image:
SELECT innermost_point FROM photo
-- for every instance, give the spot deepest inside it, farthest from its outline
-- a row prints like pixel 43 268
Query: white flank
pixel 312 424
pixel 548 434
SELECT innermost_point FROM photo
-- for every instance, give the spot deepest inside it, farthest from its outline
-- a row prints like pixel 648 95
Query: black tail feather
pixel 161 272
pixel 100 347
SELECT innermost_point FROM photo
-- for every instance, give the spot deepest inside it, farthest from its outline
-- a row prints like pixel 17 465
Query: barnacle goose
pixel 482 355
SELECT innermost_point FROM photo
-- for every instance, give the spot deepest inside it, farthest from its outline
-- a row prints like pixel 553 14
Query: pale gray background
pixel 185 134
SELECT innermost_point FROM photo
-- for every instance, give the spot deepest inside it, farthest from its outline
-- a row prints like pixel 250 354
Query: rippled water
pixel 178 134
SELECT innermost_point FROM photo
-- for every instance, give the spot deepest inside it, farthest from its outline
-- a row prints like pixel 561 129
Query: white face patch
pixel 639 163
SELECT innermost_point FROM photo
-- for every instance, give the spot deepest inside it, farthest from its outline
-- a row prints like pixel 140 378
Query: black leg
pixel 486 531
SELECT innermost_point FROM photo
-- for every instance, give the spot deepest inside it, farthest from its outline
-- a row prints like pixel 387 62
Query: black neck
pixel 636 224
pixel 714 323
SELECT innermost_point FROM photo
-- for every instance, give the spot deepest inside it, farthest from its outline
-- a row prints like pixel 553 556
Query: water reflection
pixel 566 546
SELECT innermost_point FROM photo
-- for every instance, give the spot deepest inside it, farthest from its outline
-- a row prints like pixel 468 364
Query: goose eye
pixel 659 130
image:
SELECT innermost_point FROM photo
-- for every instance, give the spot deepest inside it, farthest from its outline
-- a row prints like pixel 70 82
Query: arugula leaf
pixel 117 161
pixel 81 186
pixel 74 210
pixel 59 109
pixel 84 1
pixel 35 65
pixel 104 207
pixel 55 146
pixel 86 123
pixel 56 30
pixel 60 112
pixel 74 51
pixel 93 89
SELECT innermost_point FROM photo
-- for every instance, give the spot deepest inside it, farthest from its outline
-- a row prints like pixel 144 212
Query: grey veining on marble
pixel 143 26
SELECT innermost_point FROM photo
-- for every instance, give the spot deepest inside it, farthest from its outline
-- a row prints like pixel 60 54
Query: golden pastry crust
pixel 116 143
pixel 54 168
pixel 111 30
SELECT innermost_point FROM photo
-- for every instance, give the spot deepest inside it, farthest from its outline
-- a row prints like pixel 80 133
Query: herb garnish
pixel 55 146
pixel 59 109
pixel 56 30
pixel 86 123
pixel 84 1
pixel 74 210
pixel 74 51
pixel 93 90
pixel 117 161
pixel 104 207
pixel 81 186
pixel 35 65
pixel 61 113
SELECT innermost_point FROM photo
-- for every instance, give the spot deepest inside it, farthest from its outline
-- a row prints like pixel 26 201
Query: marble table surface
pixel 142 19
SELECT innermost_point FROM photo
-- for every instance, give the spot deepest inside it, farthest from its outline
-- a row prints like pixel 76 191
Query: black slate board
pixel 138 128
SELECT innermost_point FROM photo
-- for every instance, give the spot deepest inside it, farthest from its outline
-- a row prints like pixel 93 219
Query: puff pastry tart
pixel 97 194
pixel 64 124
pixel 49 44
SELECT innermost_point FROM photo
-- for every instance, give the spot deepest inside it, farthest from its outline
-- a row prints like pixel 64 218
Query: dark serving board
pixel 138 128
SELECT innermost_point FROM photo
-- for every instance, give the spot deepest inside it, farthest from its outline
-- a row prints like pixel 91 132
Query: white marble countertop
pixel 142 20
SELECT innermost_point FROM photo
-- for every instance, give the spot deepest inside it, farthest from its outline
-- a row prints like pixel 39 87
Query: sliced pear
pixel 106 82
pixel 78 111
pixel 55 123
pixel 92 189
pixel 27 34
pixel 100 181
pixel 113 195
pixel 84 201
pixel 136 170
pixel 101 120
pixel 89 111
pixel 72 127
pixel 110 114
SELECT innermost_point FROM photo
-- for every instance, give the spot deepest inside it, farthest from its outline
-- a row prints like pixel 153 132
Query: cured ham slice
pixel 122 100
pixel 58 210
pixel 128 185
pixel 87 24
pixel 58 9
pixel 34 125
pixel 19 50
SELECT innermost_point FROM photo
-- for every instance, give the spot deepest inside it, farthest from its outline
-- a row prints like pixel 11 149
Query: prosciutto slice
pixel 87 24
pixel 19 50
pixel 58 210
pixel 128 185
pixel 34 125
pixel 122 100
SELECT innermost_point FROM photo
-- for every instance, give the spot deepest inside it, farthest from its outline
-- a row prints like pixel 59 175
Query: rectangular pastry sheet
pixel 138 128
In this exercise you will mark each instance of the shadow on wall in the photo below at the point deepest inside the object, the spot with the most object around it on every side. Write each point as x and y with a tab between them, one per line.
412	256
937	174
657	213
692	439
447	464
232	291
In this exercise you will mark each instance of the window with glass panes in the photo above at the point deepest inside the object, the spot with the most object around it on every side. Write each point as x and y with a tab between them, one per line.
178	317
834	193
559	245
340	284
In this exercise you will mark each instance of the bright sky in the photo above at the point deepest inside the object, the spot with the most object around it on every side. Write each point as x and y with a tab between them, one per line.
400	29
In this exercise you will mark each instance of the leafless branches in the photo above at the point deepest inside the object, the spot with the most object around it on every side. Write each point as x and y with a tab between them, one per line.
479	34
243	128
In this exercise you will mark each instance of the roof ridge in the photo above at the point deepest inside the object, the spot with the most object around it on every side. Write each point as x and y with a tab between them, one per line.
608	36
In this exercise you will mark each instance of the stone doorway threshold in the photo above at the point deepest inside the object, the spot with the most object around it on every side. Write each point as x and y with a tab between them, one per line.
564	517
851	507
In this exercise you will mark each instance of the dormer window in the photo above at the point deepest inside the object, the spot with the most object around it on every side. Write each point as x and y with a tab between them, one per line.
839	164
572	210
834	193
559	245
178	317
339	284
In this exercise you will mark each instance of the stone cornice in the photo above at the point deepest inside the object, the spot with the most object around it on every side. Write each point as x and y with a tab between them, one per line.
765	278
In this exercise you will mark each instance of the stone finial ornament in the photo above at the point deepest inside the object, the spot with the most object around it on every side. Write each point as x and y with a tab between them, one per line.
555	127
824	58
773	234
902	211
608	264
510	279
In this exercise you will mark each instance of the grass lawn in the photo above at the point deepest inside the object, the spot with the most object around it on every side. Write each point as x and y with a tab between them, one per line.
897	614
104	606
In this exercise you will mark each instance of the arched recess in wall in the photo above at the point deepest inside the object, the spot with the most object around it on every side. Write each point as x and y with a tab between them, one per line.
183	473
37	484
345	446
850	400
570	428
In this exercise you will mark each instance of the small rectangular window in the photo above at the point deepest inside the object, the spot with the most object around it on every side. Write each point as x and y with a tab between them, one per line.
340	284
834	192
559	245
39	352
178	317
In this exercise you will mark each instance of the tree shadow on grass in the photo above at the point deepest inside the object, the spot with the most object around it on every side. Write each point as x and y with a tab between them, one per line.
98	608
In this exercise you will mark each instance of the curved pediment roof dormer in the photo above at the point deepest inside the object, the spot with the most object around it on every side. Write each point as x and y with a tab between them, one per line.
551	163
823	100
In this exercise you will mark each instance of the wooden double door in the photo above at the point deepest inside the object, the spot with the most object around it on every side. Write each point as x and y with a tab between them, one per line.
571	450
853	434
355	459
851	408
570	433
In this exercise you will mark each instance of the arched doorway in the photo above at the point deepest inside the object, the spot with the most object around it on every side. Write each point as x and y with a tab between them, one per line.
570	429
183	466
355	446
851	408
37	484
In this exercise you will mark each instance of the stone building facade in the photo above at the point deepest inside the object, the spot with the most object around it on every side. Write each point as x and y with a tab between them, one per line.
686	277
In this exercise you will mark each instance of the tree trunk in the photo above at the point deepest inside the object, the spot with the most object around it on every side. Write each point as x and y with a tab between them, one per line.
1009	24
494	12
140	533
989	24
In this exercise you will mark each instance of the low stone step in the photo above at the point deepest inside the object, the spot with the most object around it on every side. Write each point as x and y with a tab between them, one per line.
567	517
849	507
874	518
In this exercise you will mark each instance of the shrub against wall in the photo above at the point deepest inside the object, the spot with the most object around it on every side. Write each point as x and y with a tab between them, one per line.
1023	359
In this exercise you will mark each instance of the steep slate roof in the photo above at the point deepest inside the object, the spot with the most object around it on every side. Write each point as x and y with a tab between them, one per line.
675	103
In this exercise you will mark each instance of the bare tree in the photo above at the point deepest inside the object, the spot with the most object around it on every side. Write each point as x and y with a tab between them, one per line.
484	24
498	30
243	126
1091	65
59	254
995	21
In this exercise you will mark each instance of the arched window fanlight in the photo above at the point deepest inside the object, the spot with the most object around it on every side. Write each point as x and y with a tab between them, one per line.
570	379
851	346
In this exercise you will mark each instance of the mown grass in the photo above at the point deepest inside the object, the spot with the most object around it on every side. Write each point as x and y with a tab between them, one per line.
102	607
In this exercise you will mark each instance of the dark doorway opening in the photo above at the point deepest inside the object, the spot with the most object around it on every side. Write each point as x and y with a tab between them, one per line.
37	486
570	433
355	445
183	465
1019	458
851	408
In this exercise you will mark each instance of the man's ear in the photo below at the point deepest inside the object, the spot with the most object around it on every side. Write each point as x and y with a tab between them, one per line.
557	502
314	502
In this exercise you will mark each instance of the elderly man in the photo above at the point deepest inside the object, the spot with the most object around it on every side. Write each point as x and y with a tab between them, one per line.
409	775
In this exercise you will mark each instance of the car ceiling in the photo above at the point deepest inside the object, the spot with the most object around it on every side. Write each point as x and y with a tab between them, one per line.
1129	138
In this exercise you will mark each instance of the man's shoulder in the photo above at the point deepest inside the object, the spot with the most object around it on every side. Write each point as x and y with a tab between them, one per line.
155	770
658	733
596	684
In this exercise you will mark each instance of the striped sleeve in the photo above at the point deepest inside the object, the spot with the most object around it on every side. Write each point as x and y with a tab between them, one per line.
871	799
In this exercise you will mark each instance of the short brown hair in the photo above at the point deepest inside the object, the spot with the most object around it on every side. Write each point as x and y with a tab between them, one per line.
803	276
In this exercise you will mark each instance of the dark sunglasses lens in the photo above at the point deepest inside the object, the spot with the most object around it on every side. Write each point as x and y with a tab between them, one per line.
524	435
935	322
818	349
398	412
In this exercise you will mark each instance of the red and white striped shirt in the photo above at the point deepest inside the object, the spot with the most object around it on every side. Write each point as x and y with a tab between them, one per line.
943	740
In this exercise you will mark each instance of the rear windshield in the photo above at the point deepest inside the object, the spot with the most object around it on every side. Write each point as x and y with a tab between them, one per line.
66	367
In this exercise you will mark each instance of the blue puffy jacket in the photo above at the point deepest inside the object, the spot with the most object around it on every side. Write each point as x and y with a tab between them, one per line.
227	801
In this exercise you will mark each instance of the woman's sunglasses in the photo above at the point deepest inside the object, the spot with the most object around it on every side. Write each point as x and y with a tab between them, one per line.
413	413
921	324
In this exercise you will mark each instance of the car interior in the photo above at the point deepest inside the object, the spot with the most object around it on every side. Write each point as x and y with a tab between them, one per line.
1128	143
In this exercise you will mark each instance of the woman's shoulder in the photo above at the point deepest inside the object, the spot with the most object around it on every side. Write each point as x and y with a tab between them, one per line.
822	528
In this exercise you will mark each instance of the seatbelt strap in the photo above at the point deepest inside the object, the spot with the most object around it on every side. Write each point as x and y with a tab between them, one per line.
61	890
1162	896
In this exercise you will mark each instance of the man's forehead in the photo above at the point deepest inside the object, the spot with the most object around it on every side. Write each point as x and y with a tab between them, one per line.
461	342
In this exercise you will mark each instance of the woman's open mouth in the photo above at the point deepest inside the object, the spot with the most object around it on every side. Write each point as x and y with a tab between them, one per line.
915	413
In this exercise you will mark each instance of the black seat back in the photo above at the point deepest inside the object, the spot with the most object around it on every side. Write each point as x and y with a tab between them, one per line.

========================================================================

Task — Print the lines above from the one with "Query: black neck" through the one with "-- a row prints like pixel 70 82", both included, exactly as written and nothing more.

Exercise response —
Query: black neck
pixel 636 224
pixel 714 323
SELECT innermost_point FROM photo
-- for every instance, give the spot deepest inside it, farthest from its outline
-- a row prints like pixel 553 556
Query: water reflection
pixel 566 546
SELECT innermost_point FROM photo
-- for every instance, give the spot deepest inside it, farthest from its outline
-- a row prints like pixel 468 364
Query: goose eye
pixel 659 130
image:
SELECT innermost_point FROM photo
-- for every instance, give the spot deepest inside it, farthest from its outline
-- a row prints like pixel 70 82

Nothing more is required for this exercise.